Document passage:

╔══

Code Format

While Smalltalk and Java defined virtual machines with dozens of bytecodes, Self traditionally has done its job with only eight (Self 4.1 has added a few more). All of them are designed around the concept of a stack machine, or a zero address machine.

The description of the current code format can be seen in the Oliver page. This is optimized for a hardwired hardware implementation. For example: in software it is cheaper to add than to replace bits but in hardware rearranging bits is just wires and so extremely cheap.

All addressing is done relative to the stack top rather than some frame base, so the memory bandwidth for saving and restoring frame pointers is saved. This requires the compiler to adjust addresses as the stack grows and shrinks and the return instruction must know how much to trim back the stack to eliminate the current frame.

Another optimization that makes the stack simpler in the most common case is the scheme adopted in VisualWorks 5 and Squeak VI4 where blocks don't directly access previous frames. Rather they copy any read-only information they need and store any shared information in special indirection arrays. The example given in the VisualWorks paper is:

inject: thisValue into: binaryBlock

    |nextValue|
    nextValue := thisValue.
    self do: [ :each | nextValue := binaryBlock value: nextValue value: each].
    ^nextValue

This has one shared mutable data (nextValue) and one shared read-only data (binaryBlock). By using an indirection array both shared data become read-only:

inject: thisValue int: binaryBlock

    |indVec|
    indVec := Array new: 1 with: thisValue.
    self do: [ :each | indVec at: 1 put: (binaryBlock value: (indVec at: 1) value: each)].
    ^indVec at: 1

Using regular array operations this would be a bit slow and long, so a small set of special instructions take care of the indirections. We translate the main method to these bytecodes:

bytecode	description	stack[0]	stack[1]	stack[2]	stack[3]	stack[4]	stack[5]	stack[6]
.	inject:into:	thisValue	binaryBlock
90	tmp 0	thisValue	thisValue	binaryBlock
12	const 1	1	thisValue	thisValue	binaryBlock
3E	create array	indVec	thisValue	binaryBlock
92	tmp 1	binaryBlock	indVec	thisValue	binaryBlock
91	tmp 2	indVec	binaryBlock	indVec	thisValue	binaryBlock
87	literal	valuePC	indVec	binaryBlock	indVec	thisValue	binaryBlock
14	const 2	2	valuePC	indVec	binaryBlock	indVec	thisValue	binaryBlock
2F	block	newBlock	indVec	thisValue	binaryBlock
3C	push self	self	newBlock	indVec	thisValue	binaryBlock
48	send #do:	result	indVec	thisValue	binaryBlock
D0	tmpPut #0 (pop)	indVec	thisValue	binaryBlock
A0	ind 2	nextValue	indVec	thisValue	binaryBlock
C3	return #3	nextValue
??

╚══

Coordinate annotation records
╔══

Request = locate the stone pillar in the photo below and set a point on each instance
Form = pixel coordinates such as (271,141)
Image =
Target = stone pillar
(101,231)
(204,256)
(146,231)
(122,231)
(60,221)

╚══

Instruction: In the bytecode table of the code format text, find every bytecode whose hex code contains a letter. List each one with its description.

Final result:
- 3E: create array
- 2F: block
- 3C: push self
- D0: tmpPut #0 (pop)
- A0: ind 2
- C3: return #3